(Text extract)
____

Great game, empty booth - a COMPLETE GUIDE on how to fix your showcases
This is a longer one - bookmark it for before your next event.
Every year thousands of developers show up to showcase floors at events like Digital Dragons, Nordic Game, PAX, Gamescom, or GIC with a laptop, a build, and a vague plan to “show people the game.” Most of them leave exhausted, with a handful of business cards they can’t remember the context for and a nagging sense they could have done more. I feel you, I’ve been there.
Running a showcase booth well is a skill. It’s not complicated, but it requires preparation that most developers skip because they’re busy finishing the build. This is the guide I wish someone had given me earlier.
Before the event: the preparation nobody talks about
Your build is not the only thing that needs to be ready.
Most developers spend 95% of their pre-event energy on the build and 5% on everything else. The ratio should be closer to 70/30. A slightly rougher build with excellent booth setup will outperform a polished build where nobody can find the controls and you run out of business cards or stickers/pins by noon on day one.
Make a checklist. Not a mental checklist - a written one. Here’s a starting point.
Hardware
Laptop or dedicated device with the build installed locally (don’t rely on the internet connection)

____

(Dataset records)
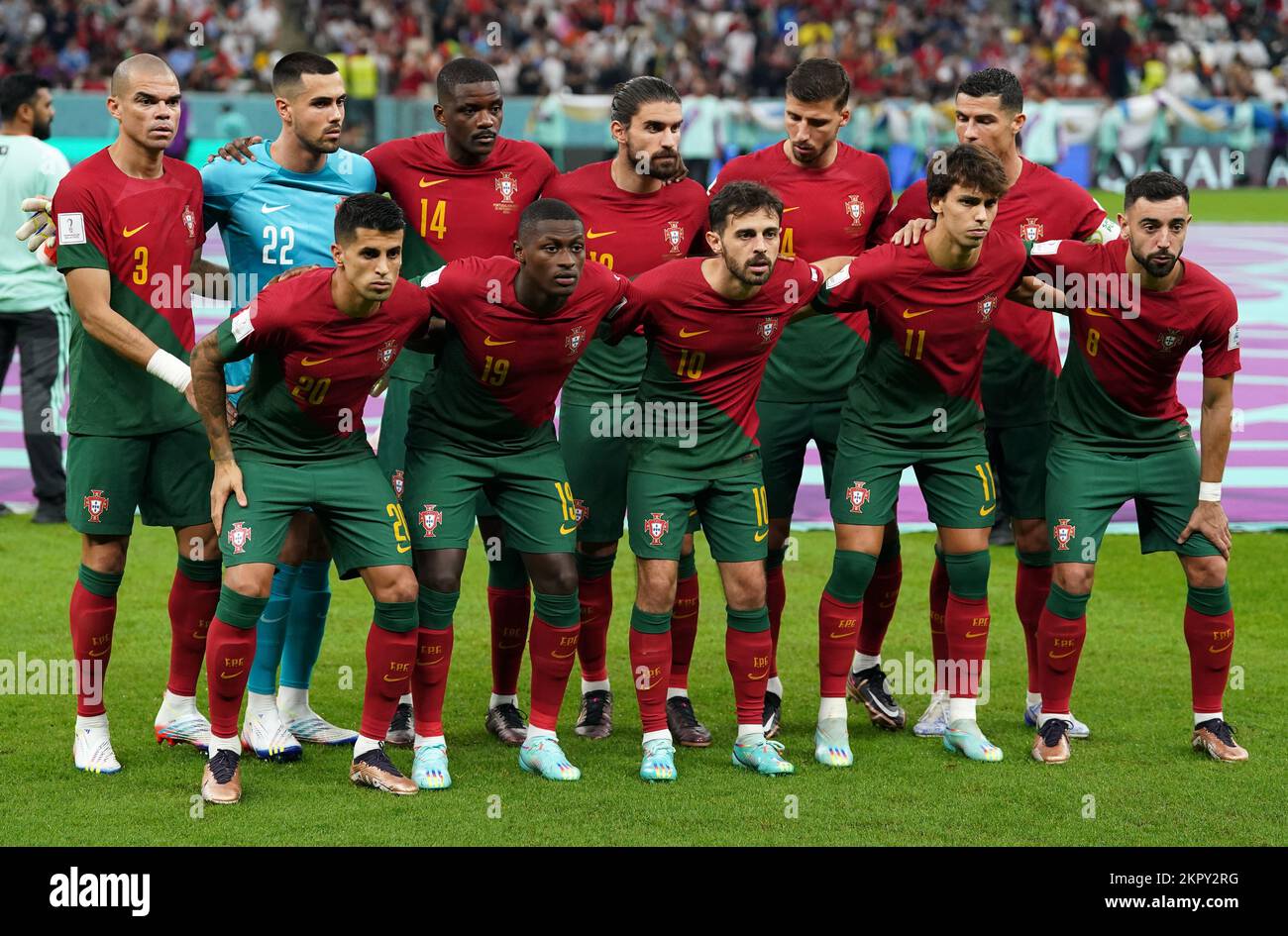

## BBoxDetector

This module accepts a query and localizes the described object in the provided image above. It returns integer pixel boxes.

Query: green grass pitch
[0,518,1288,846]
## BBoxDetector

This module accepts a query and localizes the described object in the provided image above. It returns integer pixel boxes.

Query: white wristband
[149,348,192,392]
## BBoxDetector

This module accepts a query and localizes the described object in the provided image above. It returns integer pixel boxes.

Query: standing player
[1029,172,1248,764]
[881,68,1118,738]
[201,52,376,760]
[403,198,630,789]
[711,57,906,738]
[368,57,559,744]
[53,55,219,774]
[192,193,429,803]
[814,145,1040,768]
[545,76,711,747]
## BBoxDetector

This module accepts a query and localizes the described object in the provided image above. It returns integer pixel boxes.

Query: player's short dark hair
[957,68,1024,113]
[519,198,581,241]
[609,74,682,126]
[434,57,501,102]
[1124,172,1190,211]
[335,192,407,244]
[926,143,1010,201]
[0,72,53,120]
[707,181,783,235]
[273,52,340,95]
[787,57,850,111]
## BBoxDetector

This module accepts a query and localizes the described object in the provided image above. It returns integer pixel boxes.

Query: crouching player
[192,194,429,803]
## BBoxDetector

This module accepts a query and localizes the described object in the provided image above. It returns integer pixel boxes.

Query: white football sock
[818,695,847,721]
[948,699,975,725]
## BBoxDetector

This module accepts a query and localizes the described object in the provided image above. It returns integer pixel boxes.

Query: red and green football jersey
[215,266,429,465]
[542,160,707,405]
[1027,235,1239,452]
[366,133,559,383]
[53,150,205,435]
[407,257,630,454]
[881,159,1105,426]
[815,233,1030,451]
[711,142,892,403]
[613,258,823,477]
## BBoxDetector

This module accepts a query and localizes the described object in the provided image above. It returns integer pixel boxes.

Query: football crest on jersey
[1051,518,1078,551]
[564,325,587,357]
[228,520,250,553]
[644,514,671,546]
[85,488,107,523]
[845,481,872,514]
[376,339,398,370]
[420,503,443,537]
[662,222,684,254]
[845,194,863,228]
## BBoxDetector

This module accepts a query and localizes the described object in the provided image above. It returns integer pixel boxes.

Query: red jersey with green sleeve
[1027,240,1239,454]
[53,150,205,435]
[366,133,559,383]
[614,258,823,477]
[711,141,892,403]
[542,160,707,405]
[215,266,429,465]
[881,159,1105,426]
[407,257,630,454]
[815,233,1030,451]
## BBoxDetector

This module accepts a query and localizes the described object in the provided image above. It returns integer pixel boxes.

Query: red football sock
[411,626,454,738]
[166,570,219,695]
[361,622,416,742]
[930,554,948,692]
[630,627,674,731]
[486,585,532,695]
[818,591,863,699]
[725,627,762,725]
[580,572,613,679]
[859,557,903,657]
[1185,605,1234,714]
[69,582,116,716]
[765,566,787,678]
[1015,563,1051,698]
[944,591,989,699]
[528,614,581,731]
[206,618,256,738]
[669,574,700,688]
[1035,604,1087,714]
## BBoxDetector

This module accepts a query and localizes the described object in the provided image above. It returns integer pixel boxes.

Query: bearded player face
[1118,196,1192,279]
[612,100,684,181]
[707,209,783,286]
[277,73,345,155]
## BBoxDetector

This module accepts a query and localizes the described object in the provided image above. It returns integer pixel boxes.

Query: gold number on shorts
[903,328,926,361]
[481,354,510,386]
[132,246,149,286]
[675,348,707,379]
[291,373,331,405]
[385,503,411,553]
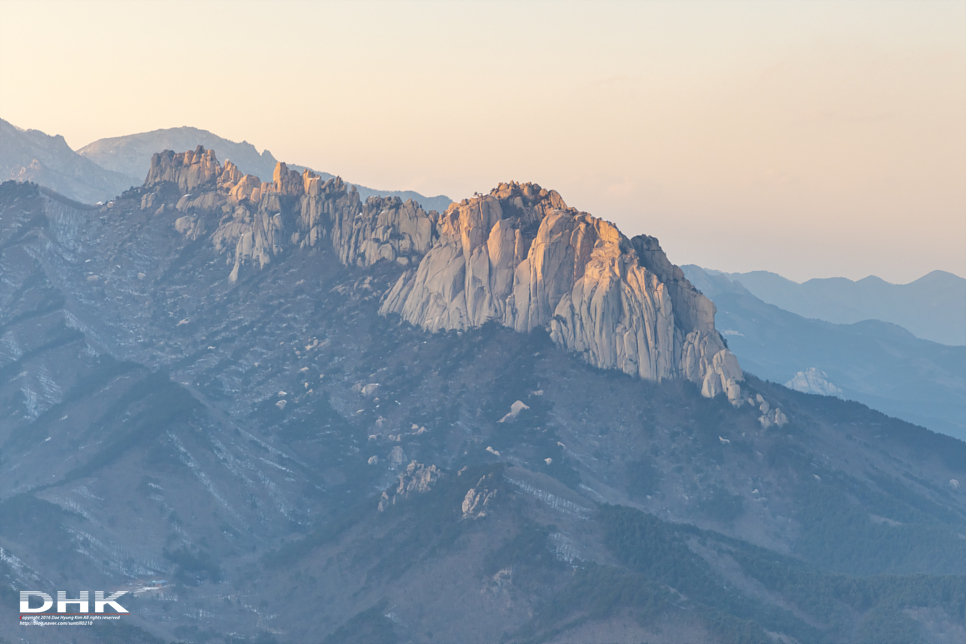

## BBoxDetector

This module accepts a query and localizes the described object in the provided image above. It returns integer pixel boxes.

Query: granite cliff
[142,146,742,404]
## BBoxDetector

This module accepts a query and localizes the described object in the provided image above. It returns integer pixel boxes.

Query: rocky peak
[146,147,742,403]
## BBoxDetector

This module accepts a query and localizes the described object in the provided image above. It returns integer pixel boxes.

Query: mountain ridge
[720,269,966,346]
[683,265,966,439]
[0,119,140,203]
[142,146,754,405]
[78,126,451,211]
[0,179,966,644]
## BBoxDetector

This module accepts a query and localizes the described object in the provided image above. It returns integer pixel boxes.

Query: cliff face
[142,147,742,404]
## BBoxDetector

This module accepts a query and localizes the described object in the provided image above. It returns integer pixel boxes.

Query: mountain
[683,265,966,440]
[720,271,966,346]
[77,127,278,185]
[0,161,966,644]
[0,119,136,203]
[78,127,452,212]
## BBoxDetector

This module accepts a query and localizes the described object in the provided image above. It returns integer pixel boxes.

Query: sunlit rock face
[145,147,742,403]
[381,183,742,401]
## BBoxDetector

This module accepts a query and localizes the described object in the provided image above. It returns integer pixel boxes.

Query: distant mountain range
[709,271,966,346]
[682,265,966,439]
[0,119,133,203]
[0,120,452,212]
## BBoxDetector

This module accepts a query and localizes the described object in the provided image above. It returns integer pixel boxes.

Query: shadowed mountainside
[720,271,966,346]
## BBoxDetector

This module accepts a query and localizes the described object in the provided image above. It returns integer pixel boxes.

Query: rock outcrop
[378,460,443,512]
[380,183,742,402]
[149,151,742,404]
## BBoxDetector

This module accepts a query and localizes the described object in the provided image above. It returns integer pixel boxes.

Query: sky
[0,0,966,283]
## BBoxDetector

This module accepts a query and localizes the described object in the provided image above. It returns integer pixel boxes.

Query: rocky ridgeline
[142,147,742,403]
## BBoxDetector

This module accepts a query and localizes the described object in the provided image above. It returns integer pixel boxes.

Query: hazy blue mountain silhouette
[709,271,966,345]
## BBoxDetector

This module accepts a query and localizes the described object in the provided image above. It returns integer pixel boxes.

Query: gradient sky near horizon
[0,0,966,282]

____

(Problem 1)
Using the showcase booth guide, answer these:
(a) According to the guide, how do most developers split their pre-event energy, and what ratio does it recommend instead?
(b) What kind of checklist does the guide say to make?
(c) Where should the build be installed on the laptop or device, and why?
(Problem 2) Can you write out the stretch of the showcase booth guide from "Great game, empty" through "given me earlier.", word for word?

(Complete answer 1)
(a) Most developers spend 95% on the build and 5% on everything else. The guide recommends something closer to 70/30.
(b) A written checklist, not a mental one.
(c) Locally, so you don't rely on the internet connection.

(Complete answer 2)
Great game, empty booth - a COMPLETE GUIDE on how to fix your showcases
This is a longer one - bookmark it for before your next event.
Every year thousands of developers show up to showcase floors at events like Digital Dragons, Nordic Game, PAX, Gamescom, or GIC with a laptop, a build, and a vague plan to “show people the game.” Most of them leave exhausted, with a handful of business cards they can’t remember the context for and a nagging sense they could have done more. I feel you, I’ve been there.
Running a showcase booth well is a skill. It’s not complicated, but it requires preparation that most developers skip because they’re busy finishing the build. This is the guide I wish someone had given me earlier.